RECORDS FOR THIS EXERCISE:
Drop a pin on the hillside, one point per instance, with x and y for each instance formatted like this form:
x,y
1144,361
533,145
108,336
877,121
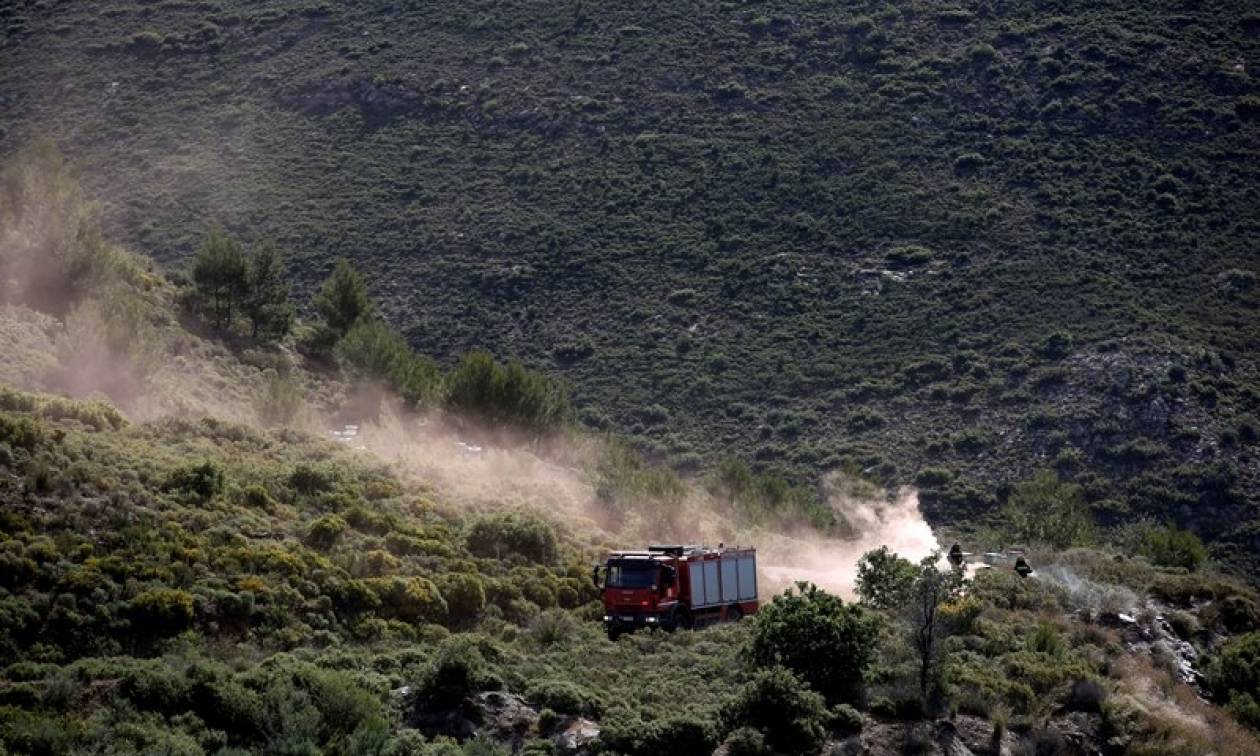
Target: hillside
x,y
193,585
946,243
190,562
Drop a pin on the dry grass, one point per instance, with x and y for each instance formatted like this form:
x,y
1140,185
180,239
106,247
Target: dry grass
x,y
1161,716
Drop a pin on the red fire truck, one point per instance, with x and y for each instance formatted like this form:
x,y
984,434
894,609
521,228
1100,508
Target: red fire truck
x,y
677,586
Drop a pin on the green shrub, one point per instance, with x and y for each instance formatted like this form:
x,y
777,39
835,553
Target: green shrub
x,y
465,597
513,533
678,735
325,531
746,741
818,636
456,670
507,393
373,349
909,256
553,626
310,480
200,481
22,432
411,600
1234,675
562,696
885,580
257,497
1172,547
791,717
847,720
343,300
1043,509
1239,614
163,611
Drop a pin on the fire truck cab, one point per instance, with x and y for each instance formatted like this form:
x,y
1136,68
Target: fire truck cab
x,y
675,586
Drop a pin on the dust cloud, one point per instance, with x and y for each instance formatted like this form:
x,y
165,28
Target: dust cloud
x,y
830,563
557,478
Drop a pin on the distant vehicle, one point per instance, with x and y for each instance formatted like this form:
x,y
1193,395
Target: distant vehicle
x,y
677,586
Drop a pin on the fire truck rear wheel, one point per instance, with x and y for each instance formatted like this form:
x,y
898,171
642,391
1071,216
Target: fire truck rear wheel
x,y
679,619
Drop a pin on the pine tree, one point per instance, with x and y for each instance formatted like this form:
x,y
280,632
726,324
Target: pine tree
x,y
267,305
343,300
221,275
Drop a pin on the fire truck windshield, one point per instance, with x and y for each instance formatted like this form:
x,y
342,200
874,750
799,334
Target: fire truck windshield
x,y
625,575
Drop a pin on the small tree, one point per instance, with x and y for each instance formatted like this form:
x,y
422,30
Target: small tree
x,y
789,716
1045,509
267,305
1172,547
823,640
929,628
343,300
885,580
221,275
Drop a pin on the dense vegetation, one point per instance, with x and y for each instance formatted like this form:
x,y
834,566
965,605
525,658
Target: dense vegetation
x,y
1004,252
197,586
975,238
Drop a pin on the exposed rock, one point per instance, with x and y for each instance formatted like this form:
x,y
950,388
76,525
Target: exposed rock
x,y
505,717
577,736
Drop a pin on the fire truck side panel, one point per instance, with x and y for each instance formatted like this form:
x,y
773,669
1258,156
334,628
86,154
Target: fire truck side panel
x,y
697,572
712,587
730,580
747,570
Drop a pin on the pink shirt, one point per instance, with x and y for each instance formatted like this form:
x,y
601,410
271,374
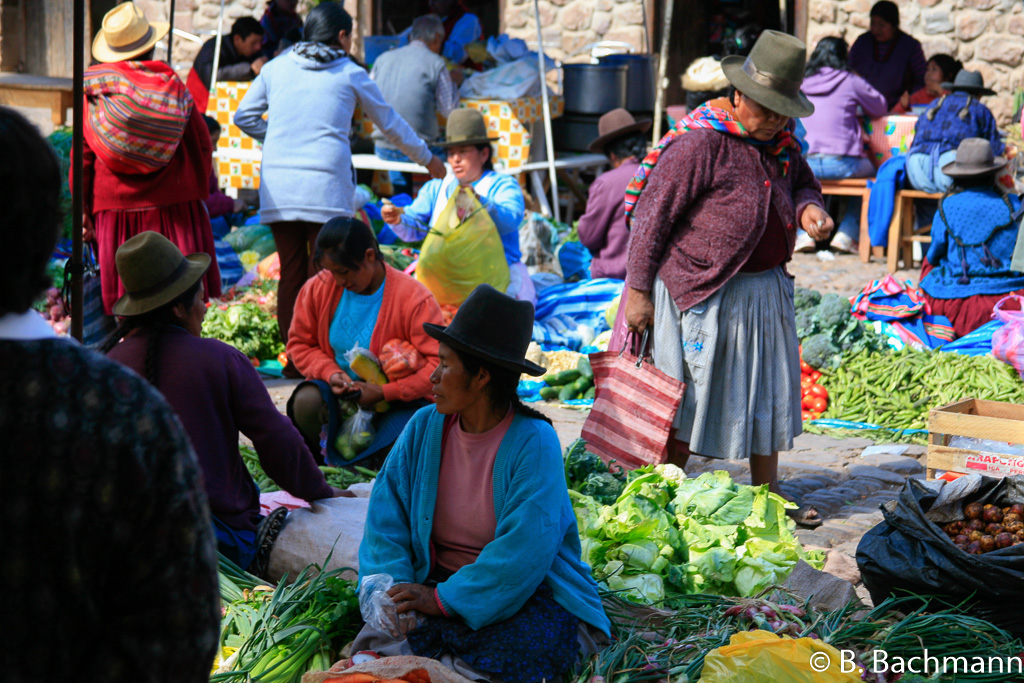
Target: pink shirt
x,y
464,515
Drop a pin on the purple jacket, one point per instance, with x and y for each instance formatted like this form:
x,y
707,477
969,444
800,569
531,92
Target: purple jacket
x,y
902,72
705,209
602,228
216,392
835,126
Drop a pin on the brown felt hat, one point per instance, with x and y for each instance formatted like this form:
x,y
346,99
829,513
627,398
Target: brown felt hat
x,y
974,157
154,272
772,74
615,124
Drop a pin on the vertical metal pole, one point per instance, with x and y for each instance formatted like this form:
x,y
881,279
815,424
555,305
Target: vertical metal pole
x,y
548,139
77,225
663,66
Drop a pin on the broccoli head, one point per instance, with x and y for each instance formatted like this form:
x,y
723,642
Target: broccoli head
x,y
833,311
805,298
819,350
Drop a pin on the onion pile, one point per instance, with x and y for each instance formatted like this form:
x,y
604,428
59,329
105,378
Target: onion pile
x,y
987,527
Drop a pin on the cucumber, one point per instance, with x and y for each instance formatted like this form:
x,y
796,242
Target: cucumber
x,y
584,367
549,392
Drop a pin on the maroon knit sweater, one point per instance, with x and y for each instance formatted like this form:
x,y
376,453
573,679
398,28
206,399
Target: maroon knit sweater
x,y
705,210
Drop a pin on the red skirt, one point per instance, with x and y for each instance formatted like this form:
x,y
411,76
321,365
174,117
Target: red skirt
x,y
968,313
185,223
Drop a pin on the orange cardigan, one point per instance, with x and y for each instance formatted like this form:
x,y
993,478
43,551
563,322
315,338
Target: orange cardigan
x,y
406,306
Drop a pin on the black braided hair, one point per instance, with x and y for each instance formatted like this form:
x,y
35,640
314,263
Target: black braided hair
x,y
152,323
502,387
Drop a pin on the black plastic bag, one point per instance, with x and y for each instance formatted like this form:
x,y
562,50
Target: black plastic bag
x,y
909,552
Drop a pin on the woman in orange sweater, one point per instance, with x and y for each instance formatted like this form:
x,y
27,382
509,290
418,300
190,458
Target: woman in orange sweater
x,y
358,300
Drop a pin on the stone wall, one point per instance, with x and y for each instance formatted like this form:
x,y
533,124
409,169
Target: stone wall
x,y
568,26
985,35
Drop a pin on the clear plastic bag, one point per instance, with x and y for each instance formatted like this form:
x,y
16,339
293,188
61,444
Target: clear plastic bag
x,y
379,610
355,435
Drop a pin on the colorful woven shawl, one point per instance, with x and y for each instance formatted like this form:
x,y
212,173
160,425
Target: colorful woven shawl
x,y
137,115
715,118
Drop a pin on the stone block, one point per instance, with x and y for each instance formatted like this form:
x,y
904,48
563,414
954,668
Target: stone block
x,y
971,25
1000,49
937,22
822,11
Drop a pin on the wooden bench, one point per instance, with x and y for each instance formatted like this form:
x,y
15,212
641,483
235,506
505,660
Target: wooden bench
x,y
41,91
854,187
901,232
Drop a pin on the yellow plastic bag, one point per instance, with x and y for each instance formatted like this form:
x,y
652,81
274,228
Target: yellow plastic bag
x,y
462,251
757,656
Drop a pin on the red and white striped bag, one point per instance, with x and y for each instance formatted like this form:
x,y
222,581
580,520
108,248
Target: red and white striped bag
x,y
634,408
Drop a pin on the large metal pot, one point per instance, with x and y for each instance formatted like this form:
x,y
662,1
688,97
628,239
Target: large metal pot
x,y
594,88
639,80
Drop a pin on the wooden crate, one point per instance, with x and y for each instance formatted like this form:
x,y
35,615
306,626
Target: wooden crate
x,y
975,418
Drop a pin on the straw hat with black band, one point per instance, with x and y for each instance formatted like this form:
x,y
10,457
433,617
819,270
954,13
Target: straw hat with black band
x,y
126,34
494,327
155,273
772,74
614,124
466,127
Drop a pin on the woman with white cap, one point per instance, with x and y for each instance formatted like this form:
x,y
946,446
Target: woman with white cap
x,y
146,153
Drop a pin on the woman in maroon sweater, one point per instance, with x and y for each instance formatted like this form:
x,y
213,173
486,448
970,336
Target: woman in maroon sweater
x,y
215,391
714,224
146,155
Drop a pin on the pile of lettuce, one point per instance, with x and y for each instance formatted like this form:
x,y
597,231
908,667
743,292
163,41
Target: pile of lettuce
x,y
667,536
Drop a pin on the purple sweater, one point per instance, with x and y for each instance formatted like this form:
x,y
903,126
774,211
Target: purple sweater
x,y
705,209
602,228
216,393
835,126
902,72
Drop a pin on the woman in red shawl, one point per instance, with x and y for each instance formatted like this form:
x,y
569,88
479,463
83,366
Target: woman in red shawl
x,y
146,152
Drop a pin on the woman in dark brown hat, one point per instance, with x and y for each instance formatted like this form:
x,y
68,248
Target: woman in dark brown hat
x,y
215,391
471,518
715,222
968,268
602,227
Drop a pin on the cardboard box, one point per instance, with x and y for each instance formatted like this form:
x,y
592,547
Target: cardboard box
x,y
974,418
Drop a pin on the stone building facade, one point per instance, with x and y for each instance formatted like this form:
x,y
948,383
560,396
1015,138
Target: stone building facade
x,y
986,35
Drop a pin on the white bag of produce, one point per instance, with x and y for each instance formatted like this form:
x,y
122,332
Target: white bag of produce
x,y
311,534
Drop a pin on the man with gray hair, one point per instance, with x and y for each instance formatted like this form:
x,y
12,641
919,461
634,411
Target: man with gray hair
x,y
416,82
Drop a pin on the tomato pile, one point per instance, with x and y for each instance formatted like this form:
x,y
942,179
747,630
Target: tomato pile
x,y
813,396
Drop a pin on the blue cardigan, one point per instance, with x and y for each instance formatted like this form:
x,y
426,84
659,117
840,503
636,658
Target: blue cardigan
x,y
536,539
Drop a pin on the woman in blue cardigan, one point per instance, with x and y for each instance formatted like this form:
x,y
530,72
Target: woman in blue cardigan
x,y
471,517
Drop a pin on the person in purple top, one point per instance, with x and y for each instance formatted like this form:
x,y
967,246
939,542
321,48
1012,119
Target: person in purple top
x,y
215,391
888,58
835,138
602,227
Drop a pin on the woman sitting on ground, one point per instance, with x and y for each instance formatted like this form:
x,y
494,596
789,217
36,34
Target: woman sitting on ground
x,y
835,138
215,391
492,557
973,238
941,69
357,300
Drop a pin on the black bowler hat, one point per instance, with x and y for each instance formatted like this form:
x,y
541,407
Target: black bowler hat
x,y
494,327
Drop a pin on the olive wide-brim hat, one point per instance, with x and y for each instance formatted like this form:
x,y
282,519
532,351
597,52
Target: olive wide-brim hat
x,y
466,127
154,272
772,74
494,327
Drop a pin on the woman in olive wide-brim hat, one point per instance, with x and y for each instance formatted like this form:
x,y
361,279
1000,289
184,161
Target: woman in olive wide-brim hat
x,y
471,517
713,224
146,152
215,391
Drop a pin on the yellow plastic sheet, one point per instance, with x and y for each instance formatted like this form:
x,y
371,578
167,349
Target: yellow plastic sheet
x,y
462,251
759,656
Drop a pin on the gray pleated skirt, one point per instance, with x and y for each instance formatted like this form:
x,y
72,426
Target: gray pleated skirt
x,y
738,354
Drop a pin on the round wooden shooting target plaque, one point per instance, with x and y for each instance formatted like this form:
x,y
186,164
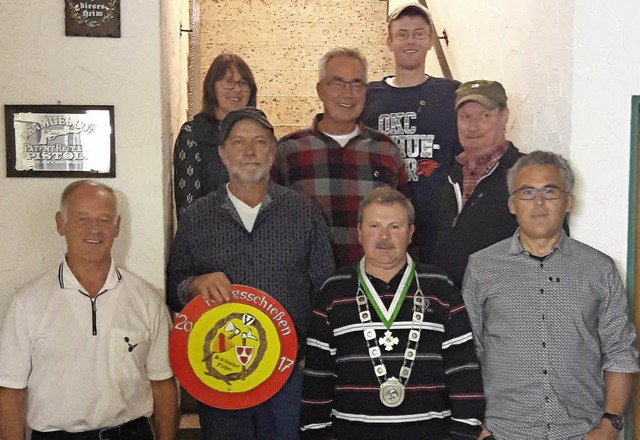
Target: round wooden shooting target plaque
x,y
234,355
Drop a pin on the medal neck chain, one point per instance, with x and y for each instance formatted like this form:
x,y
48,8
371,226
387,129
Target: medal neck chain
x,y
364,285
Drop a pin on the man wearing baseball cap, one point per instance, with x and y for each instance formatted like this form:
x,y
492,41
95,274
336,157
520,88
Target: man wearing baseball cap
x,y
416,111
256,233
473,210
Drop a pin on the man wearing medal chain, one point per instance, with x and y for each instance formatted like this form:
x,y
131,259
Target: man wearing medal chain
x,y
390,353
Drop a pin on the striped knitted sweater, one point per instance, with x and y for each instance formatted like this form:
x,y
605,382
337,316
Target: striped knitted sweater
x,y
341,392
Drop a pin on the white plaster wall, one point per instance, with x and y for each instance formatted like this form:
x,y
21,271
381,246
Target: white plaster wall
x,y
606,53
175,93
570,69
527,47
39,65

THE TASK: Pull out every line from the one with "Drop a pin on the white plaster" to the end of the listing, and output only those.

EXERCISE OUTPUT:
Drop a pin on the white plaster wall, one point per instance, with x and y for each instance formatted like this form:
x,y
21,271
381,246
Target: white plaster wall
x,y
606,53
175,93
570,69
527,47
39,65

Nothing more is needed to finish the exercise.